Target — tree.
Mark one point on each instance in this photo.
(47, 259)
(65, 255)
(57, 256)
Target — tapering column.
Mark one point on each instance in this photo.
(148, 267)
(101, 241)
◆ ◆ ◆ ◆ ◆ ◆ ◆
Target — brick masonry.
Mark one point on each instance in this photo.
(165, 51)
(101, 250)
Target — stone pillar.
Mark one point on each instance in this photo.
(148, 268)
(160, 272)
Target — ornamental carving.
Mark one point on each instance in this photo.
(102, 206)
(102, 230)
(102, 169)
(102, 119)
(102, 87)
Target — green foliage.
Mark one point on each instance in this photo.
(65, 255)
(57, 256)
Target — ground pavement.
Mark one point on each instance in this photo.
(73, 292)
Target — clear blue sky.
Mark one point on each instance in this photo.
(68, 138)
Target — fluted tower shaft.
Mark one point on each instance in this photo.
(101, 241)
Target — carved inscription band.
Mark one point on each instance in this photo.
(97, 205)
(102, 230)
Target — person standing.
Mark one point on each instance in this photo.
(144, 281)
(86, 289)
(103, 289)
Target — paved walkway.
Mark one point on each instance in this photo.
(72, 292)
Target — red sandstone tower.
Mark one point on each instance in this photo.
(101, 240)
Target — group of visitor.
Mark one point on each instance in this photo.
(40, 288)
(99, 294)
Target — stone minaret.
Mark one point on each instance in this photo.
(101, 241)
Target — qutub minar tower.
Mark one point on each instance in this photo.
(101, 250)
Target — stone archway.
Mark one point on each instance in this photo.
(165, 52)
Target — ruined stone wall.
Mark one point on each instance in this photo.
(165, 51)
◆ ◆ ◆ ◆ ◆ ◆ ◆
◆ Description of the task
State how many lines in the entries above contain the string "tower", treating uppercase and lowercase as different. Give only the number.

◆ Answer below
3